Document passage ▸
-----
Quratulain Bakhteari, a Pakistani social activist, read the holy scriptures of Judaism and Christianity for the first time during visits to synagogues and churches here and said she was amazed to find deep similarities to Islamic teachings.

"Who has divided us?" she asked, perplexed. "The division has been extremely painful, but there is a lot of hope now."

Aminul Islam, a philosophy professor from Bangladesh, had been convinced that Americans were warmongers who viewed all Muslims as terrorists. No longer, he said.

"I dreaded America; now I love America," Islam said. "I came to realize the people of America do not want bombs, do not want to dominate others."

The visit was arranged under a U.S. State Department grant with the goal of exposing South Asian scholars and clerics to Islamic life in America. So far, $550,000 has been awarded to the University of Louisville, Ky., to bring groups of scholars to the United States to showcase how Islam is practiced and taught here, along with how it is integrated into the larger interfaith community. In addition, American counterparts have visited South Asia.

"The idea was to dispel the very widely held perception in most of the Muslim world that Muslims in the U.S. are discriminated against, that they live in fear and the shadow of suspicion," said Thomas Johnston, senior exchanges specialist in the U.S. Bureau of Educational and Cultural Affairs.
-----
Problems to solve ▸
1. List every person named in the passage about the South Asian scholars' visit to the United States.
2. Repeat the part of the passage about the South Asian scholars' visit that starts with "The visit was" and goes on through "and Cultural Affairs.".

Provided data ▸
-----
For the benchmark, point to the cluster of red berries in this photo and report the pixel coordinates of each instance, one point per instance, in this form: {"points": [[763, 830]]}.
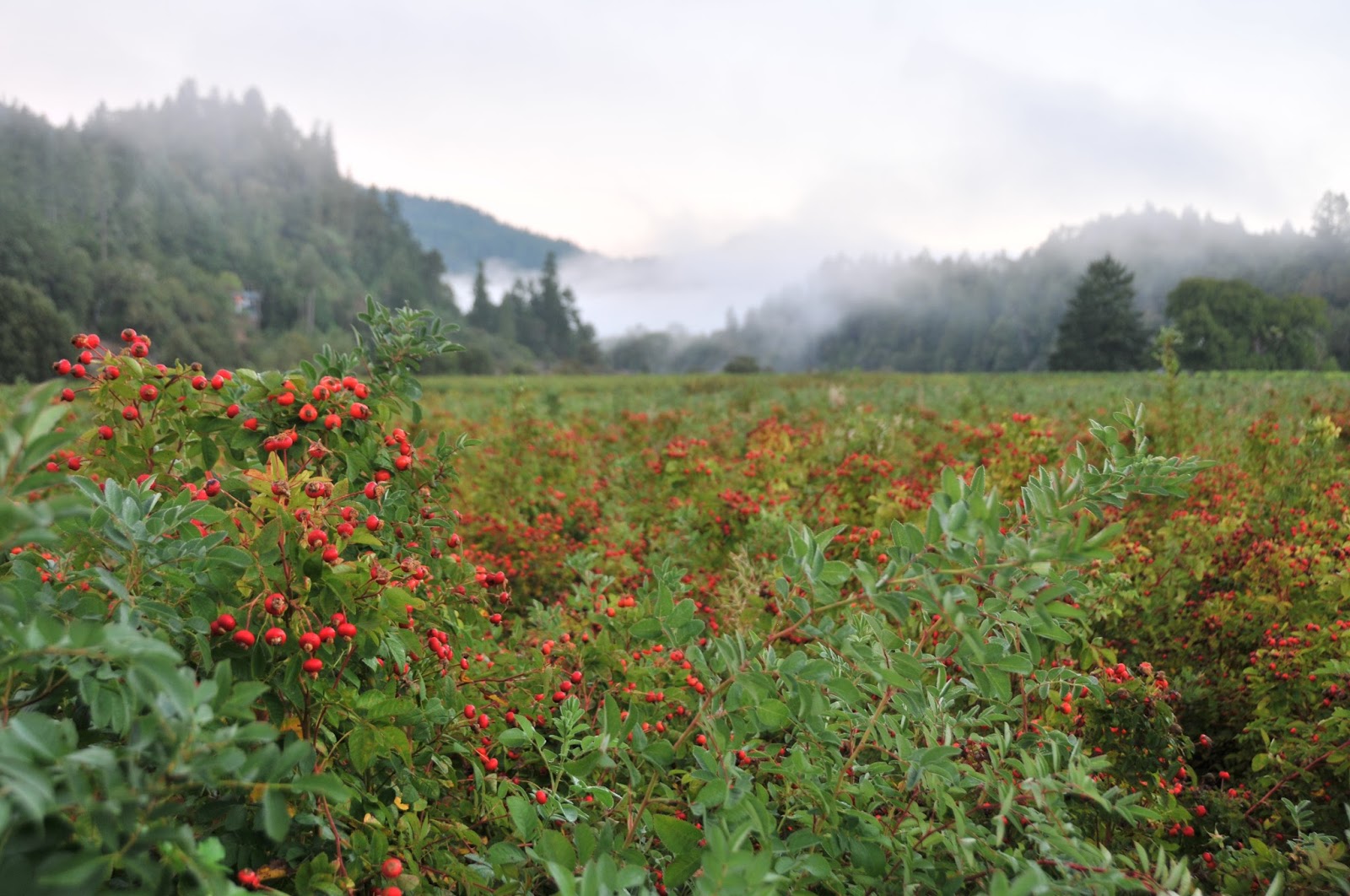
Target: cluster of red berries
{"points": [[310, 641]]}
-----
Solution list ▸
1. Quratulain Bakhteari, Aminul Islam, Thomas Johnston

2.
The visit was arranged under a U.S. State Department grant with the goal of exposing South Asian scholars and clerics to Islamic life in America. So far, $550,000 has been awarded to the University of Louisville, Ky., to bring groups of scholars to the United States to showcase how Islam is practiced and taught here, along with how it is integrated into the larger interfaith community. In addition, American counterparts have visited South Asia.

"The idea was to dispel the very widely held perception in most of the Muslim world that Muslims in the U.S. are discriminated against, that they live in fear and the shadow of suspicion," said Thomas Johnston, senior exchanges specialist in the U.S. Bureau of Educational and Cultural Affairs.